Em espanhol, a palavra coxilha identifica um terreno ondulado e limpo, um campo com algum relevo. Hoje a Coxilha Rica se encontra repartida em grandes fazendas, algumas centenárias ou até bicentenárias, mas houve um tempo em que esse mar de morros era um imenso vazio demográfico, onde curucacas, graxains, leões baios, Joões Grandes e mulitas só eram incomodadas pela passagem esporádica de bandos de homens a cavalo que tropeavam gado e principalmente mulas em direção à Feira de Sorocaba, em São Paulo. Estamos falando de meados do século XVIII, quando a febre da descoberta do ouro em Minas Gerais provocou uma corrida tão desenfreada para o interior do país que D. João V se viu obrigado a baixar uma lei que controlasse o fluxo de gente que deixava Portugal. Em menos de cem anos, a população da colônia do além-mar passaria de 300 mil para 3 milhões de viventes.
Essa gente toda precisava comer, além do que era preciso transportar o ouro extraído das minas no interior para a costa antes de embarcar o precioso metal para a metrópole. Os primeiros sinais de ouro no sertão das Gerais datam de 1693. Durante os primeiros anos, o transporte até o litoral do Rio de Janeiro era feito por escravos (negros ou índios, capturados pelos bandeirantes paulistas nas missões jesuíticas do Sul). O problema era que além de dispendioso, o deslocamento de mantimentos em duas pernas era lento – os colonizadores não tardaram a perceber que empregar animais de quatro patas seria bem mais eficiente, substituindo o lombo humano pelo das mulas.
Mas onde encontrar tantos animais para aquela tarefa que parecia impossível? Os locais mais próximos onde se criavam mulas estavam a milhares de quilômetros de distância, nas regiões em que hoje se encontram o Uruguai e as províncias argentinas de Corrientes e Entre Rios. Pois então, o acesso por terra a essas lonjuras passava pela Coxilha Rica – mais exatamente pelo Passo de Santa Vitória.
Chega de história, por enquanto. Afinal, não foi por isso que Eraldo, Gabriel e eu tínhamos vindo bater na Fazenda São Pedro, uns 50 quilômetros ao sul de Lages. Nosso propósito era outro, ligado a acontecimentos bem mais recentes (embora também ligados a um vizinho platino e capazes de alterar bastante a rotina dos habitantes da Serra Catarinense). Estávamos ali para caçar javalis, algo em que Eraldo podia ser considerado verdadeiro perito.
Antes de continuar, é bom esclarecer que esse tipo de atividade não tem nada de ilegal. Gabriel trazia sua Licença de Caça, um documento expedido pelo Ibama (Instituto Brasileiro do Meio Ambiente) ou pela Polícia Ambiental, que precisa ser renovado a cada três meses. Para ter direito à autorização é preciso apresentar um laudo psicológico, o certificado de registro de arma de fogo e atestar a própria frequência em um clube de tiro. Além disso, claro, é necessário portar uma autorização por escrito do proprietário das terras em que se irá caçar.

*Tarefas a realizar:*
(a) Enumere os animais que, segundo o texto sobre a Coxilha Rica, só eram incomodados pela passagem esporádica de bandos de homens a cavalo.
(b) Dê continuidade ao texto sobre a Coxilha Rica, começando logo após a sua última frase.

*Dados fornecidos:*
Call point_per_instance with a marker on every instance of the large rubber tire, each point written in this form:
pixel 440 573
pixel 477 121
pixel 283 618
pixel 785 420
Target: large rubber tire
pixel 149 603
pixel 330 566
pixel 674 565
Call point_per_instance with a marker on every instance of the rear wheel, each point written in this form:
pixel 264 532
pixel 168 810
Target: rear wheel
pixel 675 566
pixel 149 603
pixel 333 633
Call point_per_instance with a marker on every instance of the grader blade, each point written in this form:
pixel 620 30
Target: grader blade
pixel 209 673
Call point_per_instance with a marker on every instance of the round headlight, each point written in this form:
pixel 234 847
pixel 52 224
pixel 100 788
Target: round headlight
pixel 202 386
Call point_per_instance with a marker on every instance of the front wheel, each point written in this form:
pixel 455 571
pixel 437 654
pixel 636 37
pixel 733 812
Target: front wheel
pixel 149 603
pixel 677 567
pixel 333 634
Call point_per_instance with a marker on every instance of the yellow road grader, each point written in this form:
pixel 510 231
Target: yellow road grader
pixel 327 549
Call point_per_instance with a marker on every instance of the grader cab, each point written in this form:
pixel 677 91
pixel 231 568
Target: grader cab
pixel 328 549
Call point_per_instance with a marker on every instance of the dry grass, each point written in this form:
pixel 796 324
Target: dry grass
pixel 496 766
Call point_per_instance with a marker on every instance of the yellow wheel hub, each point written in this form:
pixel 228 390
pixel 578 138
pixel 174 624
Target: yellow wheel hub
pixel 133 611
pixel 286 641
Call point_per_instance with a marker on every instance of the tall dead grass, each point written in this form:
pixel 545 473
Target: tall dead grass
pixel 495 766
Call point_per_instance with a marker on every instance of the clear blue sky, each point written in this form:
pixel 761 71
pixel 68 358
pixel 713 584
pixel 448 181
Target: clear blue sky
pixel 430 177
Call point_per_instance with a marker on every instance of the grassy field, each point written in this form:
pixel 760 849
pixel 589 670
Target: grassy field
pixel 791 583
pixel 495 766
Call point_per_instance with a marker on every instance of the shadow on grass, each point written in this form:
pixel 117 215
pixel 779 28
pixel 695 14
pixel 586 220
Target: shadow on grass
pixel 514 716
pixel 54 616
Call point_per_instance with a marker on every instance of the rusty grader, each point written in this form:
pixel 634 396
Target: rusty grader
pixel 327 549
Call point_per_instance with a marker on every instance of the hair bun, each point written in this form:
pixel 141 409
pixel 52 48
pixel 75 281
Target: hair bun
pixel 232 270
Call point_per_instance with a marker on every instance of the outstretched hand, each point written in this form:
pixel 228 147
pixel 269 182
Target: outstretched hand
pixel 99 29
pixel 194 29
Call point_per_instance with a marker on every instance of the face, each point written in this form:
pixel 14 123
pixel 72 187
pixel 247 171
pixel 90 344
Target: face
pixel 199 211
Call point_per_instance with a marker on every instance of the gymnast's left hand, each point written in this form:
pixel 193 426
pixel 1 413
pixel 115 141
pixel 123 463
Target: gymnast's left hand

*Respostas às tarefas:*
(a) Curucacas, graxains, leões baios, Joões Grandes e mulitas.

(b)
Isso, porém, costuma ser o menor dos problemas, como Gabriel me explicou durante o trajeto. Deixamos a BR-116 para tomar a Estrada da Vigia, ainda asfaltada, até cair na BR-2, uma estrada de terra que um dia já foi a principal ligação por terra entre as regiões Sul e Sudeste do país. Só quando a caminhonete parou diante da porteira de ferro que isolava a sede da fazendo do resto da propriedade percebi alguma ansiedade em Eraldo, cujos ruídos entregavam a impaciência em descer logo do veículo e se entregar à lida.
O javali não é uma espécie nativa e chegou à região de duas formas: introduzido pelo homem (para ser criado em cativeiro) e pelas próprias patas, fucinhando desde o Uruguai. Um processo alimentou o outro, na verdade, gerando uma multiplicação desenfreada dos animais que resultou em verdadeira praga – os javalis comem o que encontram pela frente, dos ovos de aves e outros animais silvestres às lavouras de milho e soja, causando tanto prejuízos ambientais quanto financeiros aos fazendeiros locais.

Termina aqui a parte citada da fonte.